SELECTED EXCERPT:
= = = = =

How I Built a Reverse Image Search with Machine Learning and TensorFlow: Part 1

Published May 26, 2017Last updated Nov 22, 2017
How I Built a Reverse Image Search with Machine Learning and TensorFlow: Part 1

Getting Started

I’ve been making some TensorFlow examples for my website, fomoro.com, and one of the ones I created was a lightweight reverse image search. While it’s fresh in my head, I wanted to write up an end-to-end description of what it’s like to build a machine learning app, and more specifically, how to make your own reverse image search. For this demo, the work is ⅓ data munging/setup, ⅓ model development and ⅓ app development.

At a high-level, I use TensorFlow to create an autoencoder, train it on a bunch of images, use the trained model to find related images, and display them with a Flask app.

In this first post, I’m going to go over my environment and project setup and do a little bit of scaffolding. Ready? Let’s get started.

Environment Setup

The first thing to do is setup the environment. I’m using Python 2.7 and TensorFlow installed with virtualenvwrapper.

# new project directory
$ mkdir imagesearch
$ cd imagesearch

# created new virtual env
$ mkvirtualenv --system-site-packages imagesearch
$ pip install --upgrade tensorflow

If you’ve never used TensorFlow before, it’s a good idea to verify that it works. You may see some warnings when you run the session line in the code below. These are normal and are just to alert you that building TF from source may be faster on your setup. Since it may take an hour or more depending on your hardware, I generally don't recommend it if you’re just getting started.

# verify tensorflow works by starting a python shell
$ python
>>> import tensorflow as tf
>>> hello = tf.constant('Hello, TensorFlow!')
>>> sess = tf.Session()
>>> print(sess.run(hello))
Hello, TensorFlow!

Dataset Prep

The next thing I needed was a dataset. I really love architecture and bridges, so I decided to use LSUN bridges. LSUN stands for “large-scale scene understanding,” and the whole dataset is pretty large. For the lightweight demo I’m making, using just the bridges was plenty of data, and I didn’t want to spend all day downloading stuff.

Generally, the more data and more varied data you have, the more accurate your final model will be, but that also comes with the trade-off of taking longer to train. I wanted to get to that the sweet spot of data that allowed me to train quickly while still getting pretty decent accuracy.

# clone the lsun repo
$ mkdir data
$ cd data
$ git clone https://github.com/fyu/lsun.git repo

# start the download 
$ mkdir src
$ python repo/download.py -o src -c bridge

This is a really good point to take a break or go to lunch. The download is around 15 GB and even on fast wi-fi it takes a while.

= = = = =

DATA:
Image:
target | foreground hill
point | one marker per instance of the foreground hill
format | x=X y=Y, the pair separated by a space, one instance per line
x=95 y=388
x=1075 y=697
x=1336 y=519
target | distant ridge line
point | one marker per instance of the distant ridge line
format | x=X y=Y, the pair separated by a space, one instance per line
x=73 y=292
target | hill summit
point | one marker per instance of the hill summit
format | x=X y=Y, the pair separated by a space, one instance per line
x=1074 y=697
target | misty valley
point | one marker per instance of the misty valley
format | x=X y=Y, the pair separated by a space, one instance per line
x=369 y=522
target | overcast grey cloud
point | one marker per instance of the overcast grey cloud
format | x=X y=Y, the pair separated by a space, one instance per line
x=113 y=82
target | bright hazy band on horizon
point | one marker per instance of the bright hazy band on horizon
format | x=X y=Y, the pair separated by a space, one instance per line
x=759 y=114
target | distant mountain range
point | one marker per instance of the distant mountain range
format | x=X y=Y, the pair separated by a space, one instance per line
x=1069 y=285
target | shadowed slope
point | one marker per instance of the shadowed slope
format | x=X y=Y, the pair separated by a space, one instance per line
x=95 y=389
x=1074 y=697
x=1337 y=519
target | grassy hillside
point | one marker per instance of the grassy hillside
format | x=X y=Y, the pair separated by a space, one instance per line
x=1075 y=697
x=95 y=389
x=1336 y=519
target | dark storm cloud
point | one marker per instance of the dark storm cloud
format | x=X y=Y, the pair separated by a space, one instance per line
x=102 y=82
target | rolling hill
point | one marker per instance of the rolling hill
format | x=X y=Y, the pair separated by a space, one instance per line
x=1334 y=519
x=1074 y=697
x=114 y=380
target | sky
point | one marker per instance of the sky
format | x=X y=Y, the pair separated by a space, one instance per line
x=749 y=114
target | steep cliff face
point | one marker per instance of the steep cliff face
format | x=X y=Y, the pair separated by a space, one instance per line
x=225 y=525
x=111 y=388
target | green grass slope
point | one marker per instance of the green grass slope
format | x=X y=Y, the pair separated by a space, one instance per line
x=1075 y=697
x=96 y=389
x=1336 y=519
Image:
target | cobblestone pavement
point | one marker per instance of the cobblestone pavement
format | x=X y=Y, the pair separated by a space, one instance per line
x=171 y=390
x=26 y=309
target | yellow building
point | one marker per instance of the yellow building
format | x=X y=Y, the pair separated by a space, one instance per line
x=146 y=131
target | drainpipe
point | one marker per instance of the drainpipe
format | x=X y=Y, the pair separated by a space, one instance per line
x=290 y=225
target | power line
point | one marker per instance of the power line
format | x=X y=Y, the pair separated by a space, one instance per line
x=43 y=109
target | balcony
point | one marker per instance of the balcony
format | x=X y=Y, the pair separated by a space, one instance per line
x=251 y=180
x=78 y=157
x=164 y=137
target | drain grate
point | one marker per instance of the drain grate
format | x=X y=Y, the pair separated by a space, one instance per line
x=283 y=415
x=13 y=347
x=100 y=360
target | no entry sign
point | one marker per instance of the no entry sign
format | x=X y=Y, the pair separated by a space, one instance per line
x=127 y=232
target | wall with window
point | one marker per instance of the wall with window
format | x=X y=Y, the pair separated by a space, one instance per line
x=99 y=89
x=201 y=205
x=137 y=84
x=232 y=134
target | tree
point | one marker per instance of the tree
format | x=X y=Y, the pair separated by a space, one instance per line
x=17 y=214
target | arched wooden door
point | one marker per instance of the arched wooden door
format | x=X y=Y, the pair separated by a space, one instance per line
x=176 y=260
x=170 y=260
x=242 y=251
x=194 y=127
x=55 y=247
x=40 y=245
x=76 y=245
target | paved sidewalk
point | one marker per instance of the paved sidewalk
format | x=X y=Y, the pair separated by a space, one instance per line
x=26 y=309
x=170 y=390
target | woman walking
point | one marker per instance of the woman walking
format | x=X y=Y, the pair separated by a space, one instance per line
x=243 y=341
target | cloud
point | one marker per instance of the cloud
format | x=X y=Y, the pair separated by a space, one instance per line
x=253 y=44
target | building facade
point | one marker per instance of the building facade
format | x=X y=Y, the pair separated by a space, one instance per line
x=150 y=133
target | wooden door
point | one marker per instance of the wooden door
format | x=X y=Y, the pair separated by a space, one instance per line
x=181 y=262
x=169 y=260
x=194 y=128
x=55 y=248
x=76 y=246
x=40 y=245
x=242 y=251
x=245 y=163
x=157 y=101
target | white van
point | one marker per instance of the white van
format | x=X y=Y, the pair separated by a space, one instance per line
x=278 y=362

= = = = =

WORK TO BE COMPLETED: Summarize the reverse image search post in two sentences.

OUTPUT OF THE TASK: The post describes building a lightweight reverse image search: TensorFlow creates an autoencoder, the autoencoder is trained on a set of images, the trained model finds related images, and a Flask app displays them. This first installment covers setting up a Python 2.7 environment with TensorFlow under virtualenvwrapper, verifying the installation, and downloading the LSUN bridges dataset, which is around 15 GB.